§ **EXERCISE BRIEF**: Read the data below line by line and copy each one with "golden" in it.

§ **DATA PROVIDED**:
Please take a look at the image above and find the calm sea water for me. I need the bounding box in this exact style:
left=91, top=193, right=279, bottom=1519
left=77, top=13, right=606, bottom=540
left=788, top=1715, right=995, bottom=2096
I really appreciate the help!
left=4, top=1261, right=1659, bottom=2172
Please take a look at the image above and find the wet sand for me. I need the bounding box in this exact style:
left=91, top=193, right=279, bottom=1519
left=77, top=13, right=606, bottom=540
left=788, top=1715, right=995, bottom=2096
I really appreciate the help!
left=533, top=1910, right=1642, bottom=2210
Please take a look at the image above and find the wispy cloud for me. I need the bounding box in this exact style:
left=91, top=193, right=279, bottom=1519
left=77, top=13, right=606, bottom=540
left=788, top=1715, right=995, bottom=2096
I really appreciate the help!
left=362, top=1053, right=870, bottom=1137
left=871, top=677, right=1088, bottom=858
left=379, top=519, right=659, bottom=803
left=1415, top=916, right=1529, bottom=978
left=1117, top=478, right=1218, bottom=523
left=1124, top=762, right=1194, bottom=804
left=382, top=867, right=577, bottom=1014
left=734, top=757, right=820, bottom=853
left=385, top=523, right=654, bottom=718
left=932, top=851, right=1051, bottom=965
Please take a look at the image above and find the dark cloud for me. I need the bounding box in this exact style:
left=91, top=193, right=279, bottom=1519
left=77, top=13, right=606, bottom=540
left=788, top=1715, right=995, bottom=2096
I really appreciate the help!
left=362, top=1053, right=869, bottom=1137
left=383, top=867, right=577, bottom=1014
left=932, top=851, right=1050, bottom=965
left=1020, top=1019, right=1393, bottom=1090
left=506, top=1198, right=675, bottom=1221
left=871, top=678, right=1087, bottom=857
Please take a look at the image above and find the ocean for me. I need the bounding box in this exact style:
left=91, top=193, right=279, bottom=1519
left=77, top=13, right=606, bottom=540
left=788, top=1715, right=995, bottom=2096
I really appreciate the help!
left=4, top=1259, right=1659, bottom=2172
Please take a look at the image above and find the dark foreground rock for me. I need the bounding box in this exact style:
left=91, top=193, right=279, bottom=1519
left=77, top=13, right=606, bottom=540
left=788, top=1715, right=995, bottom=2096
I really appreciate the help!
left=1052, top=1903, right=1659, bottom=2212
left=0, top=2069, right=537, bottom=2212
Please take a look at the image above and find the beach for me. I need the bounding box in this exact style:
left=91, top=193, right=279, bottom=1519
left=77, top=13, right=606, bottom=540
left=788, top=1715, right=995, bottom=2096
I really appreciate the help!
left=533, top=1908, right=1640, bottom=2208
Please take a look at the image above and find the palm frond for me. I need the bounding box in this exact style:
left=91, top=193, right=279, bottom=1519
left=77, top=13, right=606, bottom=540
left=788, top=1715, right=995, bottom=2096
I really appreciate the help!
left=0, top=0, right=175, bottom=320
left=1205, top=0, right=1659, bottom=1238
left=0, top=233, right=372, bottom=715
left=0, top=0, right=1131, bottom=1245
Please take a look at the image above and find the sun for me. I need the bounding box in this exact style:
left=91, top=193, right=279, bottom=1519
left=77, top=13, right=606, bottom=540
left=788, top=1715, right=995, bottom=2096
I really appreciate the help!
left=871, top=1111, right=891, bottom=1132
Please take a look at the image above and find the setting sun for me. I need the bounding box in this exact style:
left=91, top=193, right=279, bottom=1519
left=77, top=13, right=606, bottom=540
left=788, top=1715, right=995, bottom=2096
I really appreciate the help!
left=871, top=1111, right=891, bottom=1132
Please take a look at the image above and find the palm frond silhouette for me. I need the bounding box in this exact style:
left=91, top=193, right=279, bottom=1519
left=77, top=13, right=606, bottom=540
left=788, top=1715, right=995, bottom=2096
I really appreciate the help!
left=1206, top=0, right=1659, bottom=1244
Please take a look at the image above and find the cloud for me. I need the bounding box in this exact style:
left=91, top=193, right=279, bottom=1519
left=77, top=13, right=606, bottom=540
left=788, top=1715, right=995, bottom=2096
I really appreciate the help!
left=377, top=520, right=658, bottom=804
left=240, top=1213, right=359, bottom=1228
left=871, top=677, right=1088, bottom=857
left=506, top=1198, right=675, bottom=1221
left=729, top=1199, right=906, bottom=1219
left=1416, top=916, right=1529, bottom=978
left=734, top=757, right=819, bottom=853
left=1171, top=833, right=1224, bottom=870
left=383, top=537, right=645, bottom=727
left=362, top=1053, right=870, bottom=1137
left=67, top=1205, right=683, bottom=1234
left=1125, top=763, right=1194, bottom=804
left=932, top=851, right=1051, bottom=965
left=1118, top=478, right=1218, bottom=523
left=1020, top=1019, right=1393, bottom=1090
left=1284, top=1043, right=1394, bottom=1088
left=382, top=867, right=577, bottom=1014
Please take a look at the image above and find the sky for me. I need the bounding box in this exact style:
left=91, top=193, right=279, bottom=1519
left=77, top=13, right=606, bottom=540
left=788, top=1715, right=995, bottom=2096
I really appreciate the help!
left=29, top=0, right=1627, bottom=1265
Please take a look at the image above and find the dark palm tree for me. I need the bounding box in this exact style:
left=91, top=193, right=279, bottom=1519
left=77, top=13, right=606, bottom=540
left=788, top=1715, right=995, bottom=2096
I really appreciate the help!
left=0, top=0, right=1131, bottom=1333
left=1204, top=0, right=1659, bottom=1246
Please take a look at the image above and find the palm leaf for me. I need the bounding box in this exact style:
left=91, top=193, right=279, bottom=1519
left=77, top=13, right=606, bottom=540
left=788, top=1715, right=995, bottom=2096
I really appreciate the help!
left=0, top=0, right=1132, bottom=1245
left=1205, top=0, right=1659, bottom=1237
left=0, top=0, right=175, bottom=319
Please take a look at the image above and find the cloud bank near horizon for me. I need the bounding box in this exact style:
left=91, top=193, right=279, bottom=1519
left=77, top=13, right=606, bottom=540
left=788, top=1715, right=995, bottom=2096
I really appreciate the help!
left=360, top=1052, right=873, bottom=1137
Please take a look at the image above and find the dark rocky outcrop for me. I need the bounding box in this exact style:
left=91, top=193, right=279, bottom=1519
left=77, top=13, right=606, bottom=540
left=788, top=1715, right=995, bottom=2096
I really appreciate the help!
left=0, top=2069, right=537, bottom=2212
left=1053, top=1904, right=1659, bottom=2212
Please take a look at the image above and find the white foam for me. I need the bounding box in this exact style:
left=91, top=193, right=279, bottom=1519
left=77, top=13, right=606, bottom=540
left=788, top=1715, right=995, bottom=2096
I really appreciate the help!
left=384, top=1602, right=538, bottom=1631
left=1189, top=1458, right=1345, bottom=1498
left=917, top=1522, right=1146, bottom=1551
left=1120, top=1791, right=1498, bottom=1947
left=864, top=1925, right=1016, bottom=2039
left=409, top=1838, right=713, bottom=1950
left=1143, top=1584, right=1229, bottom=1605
...
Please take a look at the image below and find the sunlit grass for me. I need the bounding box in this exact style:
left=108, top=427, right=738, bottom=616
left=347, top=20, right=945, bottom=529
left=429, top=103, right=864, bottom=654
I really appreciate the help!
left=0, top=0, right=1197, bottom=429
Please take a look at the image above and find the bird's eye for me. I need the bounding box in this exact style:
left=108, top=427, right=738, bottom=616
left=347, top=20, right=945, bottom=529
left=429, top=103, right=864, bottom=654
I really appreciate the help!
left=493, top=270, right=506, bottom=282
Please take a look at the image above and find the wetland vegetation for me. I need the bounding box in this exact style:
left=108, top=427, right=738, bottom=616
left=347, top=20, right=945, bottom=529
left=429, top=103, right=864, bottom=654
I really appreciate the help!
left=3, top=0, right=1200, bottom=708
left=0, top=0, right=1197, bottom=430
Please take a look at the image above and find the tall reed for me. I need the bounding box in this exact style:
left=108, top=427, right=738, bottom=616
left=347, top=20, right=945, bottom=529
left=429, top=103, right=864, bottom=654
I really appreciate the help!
--
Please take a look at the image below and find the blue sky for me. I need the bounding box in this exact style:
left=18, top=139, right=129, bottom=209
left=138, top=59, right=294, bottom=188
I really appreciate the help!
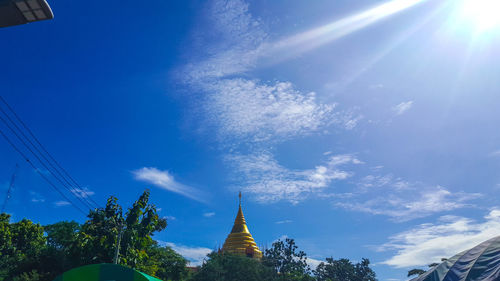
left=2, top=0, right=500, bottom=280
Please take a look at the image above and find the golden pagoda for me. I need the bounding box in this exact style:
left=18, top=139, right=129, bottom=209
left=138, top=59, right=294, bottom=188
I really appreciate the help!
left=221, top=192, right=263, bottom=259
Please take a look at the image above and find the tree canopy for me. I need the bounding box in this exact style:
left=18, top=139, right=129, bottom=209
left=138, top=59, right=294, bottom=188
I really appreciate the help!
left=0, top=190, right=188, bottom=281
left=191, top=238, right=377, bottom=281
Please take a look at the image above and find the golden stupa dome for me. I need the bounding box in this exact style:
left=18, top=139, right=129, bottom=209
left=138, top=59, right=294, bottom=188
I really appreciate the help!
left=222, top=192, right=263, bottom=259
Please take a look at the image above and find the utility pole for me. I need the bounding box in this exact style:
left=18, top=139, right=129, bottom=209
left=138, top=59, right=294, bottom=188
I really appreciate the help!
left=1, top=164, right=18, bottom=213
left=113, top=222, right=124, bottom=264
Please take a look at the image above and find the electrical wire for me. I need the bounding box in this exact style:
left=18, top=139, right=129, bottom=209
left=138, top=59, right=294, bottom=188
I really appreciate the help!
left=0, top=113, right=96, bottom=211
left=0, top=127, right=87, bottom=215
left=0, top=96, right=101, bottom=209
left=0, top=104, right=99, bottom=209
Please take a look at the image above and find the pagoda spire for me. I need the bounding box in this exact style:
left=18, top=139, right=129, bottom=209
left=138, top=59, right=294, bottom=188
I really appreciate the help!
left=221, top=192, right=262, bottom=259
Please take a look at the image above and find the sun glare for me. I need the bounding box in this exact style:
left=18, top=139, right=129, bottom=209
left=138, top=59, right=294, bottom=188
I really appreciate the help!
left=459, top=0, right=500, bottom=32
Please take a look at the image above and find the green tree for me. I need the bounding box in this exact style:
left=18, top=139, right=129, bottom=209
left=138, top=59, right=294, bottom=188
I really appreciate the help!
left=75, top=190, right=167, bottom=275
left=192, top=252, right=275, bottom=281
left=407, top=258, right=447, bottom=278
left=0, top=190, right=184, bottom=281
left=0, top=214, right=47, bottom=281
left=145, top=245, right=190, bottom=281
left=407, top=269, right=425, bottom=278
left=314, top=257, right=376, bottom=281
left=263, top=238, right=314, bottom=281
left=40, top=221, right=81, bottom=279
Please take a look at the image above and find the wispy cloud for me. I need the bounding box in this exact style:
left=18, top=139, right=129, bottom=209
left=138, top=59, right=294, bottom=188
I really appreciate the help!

§ **RESULT BELOW**:
Please take a look at the image above and find the golden pagoda for me. I need the bounding box in this exact style:
Please take a look at the image above and find the golden stupa dome for me. I need the bounding box in this exact style:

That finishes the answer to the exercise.